→ Exercise description: Reproduce the listing below as it stands. Leave out each image.

━━━━━━━━

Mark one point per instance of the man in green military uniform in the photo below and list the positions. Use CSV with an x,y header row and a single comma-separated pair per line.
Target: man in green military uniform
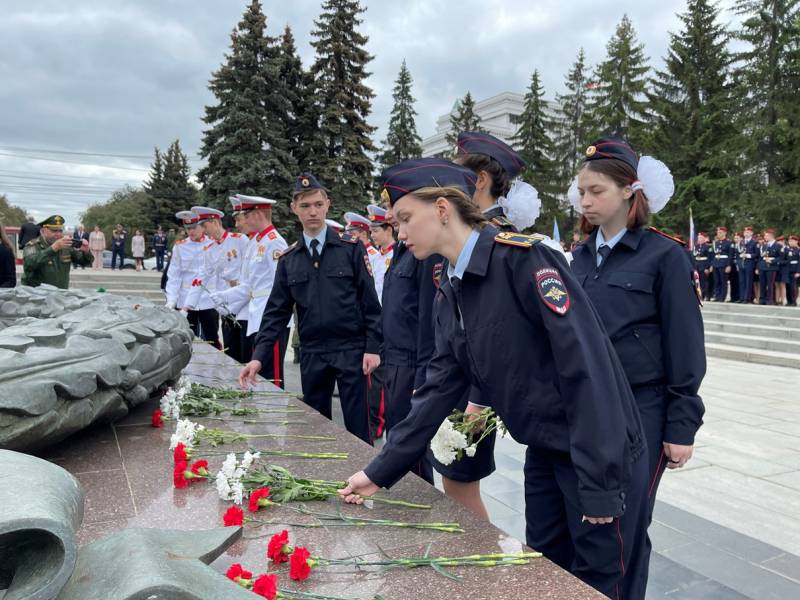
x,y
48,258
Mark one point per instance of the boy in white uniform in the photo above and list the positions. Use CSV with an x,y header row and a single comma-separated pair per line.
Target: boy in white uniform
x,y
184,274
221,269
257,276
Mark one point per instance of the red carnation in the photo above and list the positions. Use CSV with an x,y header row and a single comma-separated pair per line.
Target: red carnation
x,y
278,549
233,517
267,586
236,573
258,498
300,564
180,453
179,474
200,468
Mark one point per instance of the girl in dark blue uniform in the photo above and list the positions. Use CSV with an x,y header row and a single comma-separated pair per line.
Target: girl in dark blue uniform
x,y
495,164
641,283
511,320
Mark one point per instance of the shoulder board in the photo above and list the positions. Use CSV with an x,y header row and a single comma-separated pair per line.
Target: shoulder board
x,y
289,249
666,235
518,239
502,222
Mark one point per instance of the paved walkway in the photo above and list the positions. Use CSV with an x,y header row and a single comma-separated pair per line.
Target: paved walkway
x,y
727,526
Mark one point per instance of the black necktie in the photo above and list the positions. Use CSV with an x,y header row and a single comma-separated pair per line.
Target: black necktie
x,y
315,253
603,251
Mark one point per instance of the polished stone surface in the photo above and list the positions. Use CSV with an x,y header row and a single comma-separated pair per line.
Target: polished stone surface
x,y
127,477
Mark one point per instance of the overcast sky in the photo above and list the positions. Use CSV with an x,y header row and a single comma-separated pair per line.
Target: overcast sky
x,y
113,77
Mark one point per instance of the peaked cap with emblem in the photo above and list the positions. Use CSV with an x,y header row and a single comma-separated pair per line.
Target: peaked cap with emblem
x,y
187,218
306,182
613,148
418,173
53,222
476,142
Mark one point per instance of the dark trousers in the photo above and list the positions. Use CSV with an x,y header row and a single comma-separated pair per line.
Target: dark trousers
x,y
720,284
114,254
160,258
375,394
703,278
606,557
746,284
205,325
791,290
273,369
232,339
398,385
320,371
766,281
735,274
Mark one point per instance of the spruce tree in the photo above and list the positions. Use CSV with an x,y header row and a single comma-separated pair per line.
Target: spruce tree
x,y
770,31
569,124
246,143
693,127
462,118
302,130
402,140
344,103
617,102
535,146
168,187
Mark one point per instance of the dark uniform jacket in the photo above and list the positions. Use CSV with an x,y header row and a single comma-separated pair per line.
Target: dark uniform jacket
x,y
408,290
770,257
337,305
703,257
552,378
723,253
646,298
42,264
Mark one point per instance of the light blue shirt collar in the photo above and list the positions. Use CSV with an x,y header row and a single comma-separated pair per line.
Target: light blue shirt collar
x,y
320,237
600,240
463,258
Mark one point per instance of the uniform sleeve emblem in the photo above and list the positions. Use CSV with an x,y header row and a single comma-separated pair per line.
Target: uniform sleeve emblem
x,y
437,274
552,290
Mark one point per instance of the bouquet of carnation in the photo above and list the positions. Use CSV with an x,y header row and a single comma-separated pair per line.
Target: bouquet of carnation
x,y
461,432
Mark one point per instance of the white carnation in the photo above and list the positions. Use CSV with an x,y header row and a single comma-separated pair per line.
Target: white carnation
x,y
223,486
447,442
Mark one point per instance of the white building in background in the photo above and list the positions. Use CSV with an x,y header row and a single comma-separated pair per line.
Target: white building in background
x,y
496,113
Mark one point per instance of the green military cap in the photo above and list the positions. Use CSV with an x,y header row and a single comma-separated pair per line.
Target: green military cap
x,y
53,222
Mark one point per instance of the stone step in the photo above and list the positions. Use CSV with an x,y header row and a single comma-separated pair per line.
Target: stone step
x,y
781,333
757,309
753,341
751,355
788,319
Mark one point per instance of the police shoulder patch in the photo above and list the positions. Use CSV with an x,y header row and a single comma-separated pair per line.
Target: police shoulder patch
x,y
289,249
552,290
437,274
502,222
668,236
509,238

━━━━━━━━

→ Answer section:
Mark one point per instance of the man in green military uniform in the photo below and list the positions. Use CSV with an x,y header row and a single comma-separated pair per line.
Target: man in green military uniform
x,y
48,258
Mark one point per instance of the boy in white uniform in the photo above and list the positions. Use CSV with an x,y header row and a single comma-separated pair per line.
Target: boy in white uniform
x,y
184,274
221,269
257,276
Mark one point per instance of the red carnation in the photo above and list the positions. Use CSV with an x,y header row and a single comma-separated pair per line.
Target: red carnation
x,y
278,549
233,517
267,586
236,573
258,498
300,564
180,453
179,474
200,468
Mark one point per instance of the girl in dark blue uniform in the photo above and list the positions. Use CSV with an x,y header row and a single comma-separated pair per line.
Target: girl in dark blue uniform
x,y
495,164
641,283
511,320
Mark one point per instance of the shoulder board in the photo above and list the positions. Use CSV with an x,y header row and a single comma-separated pair per line.
Target: shoulder board
x,y
289,249
666,235
518,239
502,222
Mark one point per instance of the paved walkway in the photo above and list the positions. Use CSV with an x,y header row and a single comma-separated pair per line.
Target: paved walkway
x,y
727,526
Mark one point per instance of the black necktie in the photo above and list the positions. Use CSV with an x,y header row and a single comma-separated pair per line.
Target: black necktie
x,y
315,253
603,251
Mark one point per instance of the polished stone surface in the photo above and list the positions. Use CSV with an x,y header row and a single comma-separated pair per line.
Target: polished stone surface
x,y
127,477
Mark one point per instance of the overcast sky in the photo above and list the positions. Use CSV with an x,y header row and a single comma-separated pair per line.
Target: overcast sky
x,y
113,77
Mark one point per instance of the peaked cap with emblem in the photo above and list the positions. Use CSV with an x,y header row and a single comma-separated pair per line.
Target: peaked cap with emblem
x,y
187,218
306,182
613,148
418,173
53,222
476,142
Mark one point per instance of the dark trousers in the photo above and list the positions. Use CSV with an x,y header row and a single comma-separated pair per line.
Target: dark trousers
x,y
720,284
114,254
160,258
375,394
703,278
606,557
746,284
205,325
791,290
273,369
232,339
398,385
320,371
766,281
735,274
Mark one point per instance of the spruce tree in the photo above and list the positions. Use CSV with an x,y header row and a single comma-separated pair per line.
Target: spruce tree
x,y
770,31
569,124
246,143
693,127
462,118
302,130
402,140
344,103
617,102
535,146
168,187
Mark one point per instance of the dark uniform jacket in the photo above and list the positions. Use CSV with an x,y header row and a single comma-separated pair per line.
Target: dark uniform jacket
x,y
408,290
770,257
337,305
703,257
552,378
723,253
646,298
42,264
Mark one point per instance of the light blue shirt collar in the photo above and list the positions. Use CSV with an x,y header row and a single comma-separated pair per line.
Target: light blue shirt collar
x,y
320,237
600,240
463,258
Mark one point per instance of the uniform sleeve emblem in the photo above and list the positions. Use CSV with an x,y header row and a single comma-separated pair per line.
Target: uniform sleeve emblem
x,y
437,274
552,290
Mark one point per instance of the bouquet of carnation in the photo above and list the positions. Use CSV with an x,y header row and a single comma-separated pair per line.
Target: bouquet of carnation
x,y
461,432
Mark one point per instance of the white carnation in the photo above and list the positions. Use CSV with an x,y header row and a single comma-separated pair per line.
Target: white carnation
x,y
223,486
447,442
Mark one point per instance of the white building in background in the photo above and list the positions. Use CSV with an x,y header row and a single comma-separated pair per line.
Target: white building in background
x,y
496,113
Mark one point per instance of the green military cap in the photo above and list the positions. Use CSV with an x,y header row and a single comma-separated pair per line.
Target: green military cap
x,y
53,222
Mark one point per instance of the stone step in the photo above and list the positions. Use CSV with an x,y header row and a single comma-separated pair per line.
Target: stone step
x,y
781,333
757,309
753,341
751,355
788,319
Mark one point per instance of the police shoulder patch in the photo above and list the positions. Use CSV with an x,y header row and a single comma-separated pair per line.
Target: police shoulder patch
x,y
289,249
552,290
437,274
502,222
668,236
509,238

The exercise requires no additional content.